— start of MATERIAL —

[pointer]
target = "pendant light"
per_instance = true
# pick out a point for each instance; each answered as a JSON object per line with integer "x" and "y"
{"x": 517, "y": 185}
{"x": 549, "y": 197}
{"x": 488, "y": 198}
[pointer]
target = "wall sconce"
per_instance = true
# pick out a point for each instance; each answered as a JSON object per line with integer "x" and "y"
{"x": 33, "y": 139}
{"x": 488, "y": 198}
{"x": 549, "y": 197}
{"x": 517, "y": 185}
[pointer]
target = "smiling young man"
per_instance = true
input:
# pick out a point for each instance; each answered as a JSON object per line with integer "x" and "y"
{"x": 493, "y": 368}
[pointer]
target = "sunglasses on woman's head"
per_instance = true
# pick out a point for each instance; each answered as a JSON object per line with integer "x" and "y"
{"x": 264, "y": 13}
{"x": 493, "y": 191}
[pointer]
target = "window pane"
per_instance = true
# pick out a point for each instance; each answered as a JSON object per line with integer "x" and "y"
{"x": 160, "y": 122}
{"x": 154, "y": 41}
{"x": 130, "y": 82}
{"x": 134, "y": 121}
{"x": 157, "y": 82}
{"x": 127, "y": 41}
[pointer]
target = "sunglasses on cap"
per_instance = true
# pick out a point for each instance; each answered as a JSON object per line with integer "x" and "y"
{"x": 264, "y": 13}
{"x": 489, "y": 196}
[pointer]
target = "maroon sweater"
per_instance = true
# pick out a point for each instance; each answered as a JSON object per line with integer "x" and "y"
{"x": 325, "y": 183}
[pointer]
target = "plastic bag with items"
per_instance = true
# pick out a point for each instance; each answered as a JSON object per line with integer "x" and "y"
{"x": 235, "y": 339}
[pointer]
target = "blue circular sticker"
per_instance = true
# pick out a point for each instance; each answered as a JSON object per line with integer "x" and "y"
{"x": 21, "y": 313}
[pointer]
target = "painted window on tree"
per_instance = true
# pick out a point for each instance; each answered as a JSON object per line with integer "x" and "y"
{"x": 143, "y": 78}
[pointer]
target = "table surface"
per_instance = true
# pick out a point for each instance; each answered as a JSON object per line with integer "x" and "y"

— end of MATERIAL —

Nothing in the data may differ; print all of it exactly as written.

[pointer]
target = "pendant light"
per_instance = true
# pick out a point for each instance; each answered as a JSON object per line with integer "x" and "y"
{"x": 517, "y": 185}
{"x": 549, "y": 197}
{"x": 488, "y": 198}
[pointer]
target = "wall sconce"
per_instance = true
# pick out a point for each instance; each answered as a JSON object per line with integer "x" and "y"
{"x": 33, "y": 139}
{"x": 488, "y": 198}
{"x": 549, "y": 197}
{"x": 517, "y": 185}
[pointer]
target = "smiling young man"
per_instance = true
input:
# pick out a point for each instance; each answered as a JSON object per line with integer "x" and "y"
{"x": 493, "y": 368}
[pointer]
target = "sunglasses on woman's head"
per_instance = true
# pick out a point for each instance; each answered as a JSON object per line with integer "x" and "y"
{"x": 264, "y": 13}
{"x": 493, "y": 191}
[pointer]
target = "window pane"
per_instance = true
# pick out a point for each instance; each answered as a JSON object per line with integer "x" and "y"
{"x": 160, "y": 122}
{"x": 154, "y": 41}
{"x": 130, "y": 82}
{"x": 134, "y": 121}
{"x": 157, "y": 82}
{"x": 127, "y": 41}
[pointer]
target = "sunglasses on cap"
per_instance = true
# pick out a point for each instance; each answered as a JSON object per line with integer "x" and "y"
{"x": 264, "y": 13}
{"x": 489, "y": 196}
[pointer]
target = "maroon sweater"
per_instance = true
# pick out a point for each instance; each answered as a JSON object per line with integer "x" and "y"
{"x": 325, "y": 183}
[pointer]
target = "plastic bag with items"
per_instance = true
# pick out a point for each instance; each answered as a JSON object per line with integer "x" and "y"
{"x": 235, "y": 339}
[pointer]
target = "blue circular sticker"
per_instance = true
# pick out a point for each instance; each answered as a JSON object per line with integer "x" and "y"
{"x": 21, "y": 313}
[pointer]
target = "painted window on tree"
per_instance = true
# pick out a point for each instance; each answered as a JSON object per line with integer "x" and "y"
{"x": 143, "y": 78}
[pointer]
target = "table surface"
per_instance = true
# pick out a point for each instance; each answered as a JSON object per line with integer "x" and "y"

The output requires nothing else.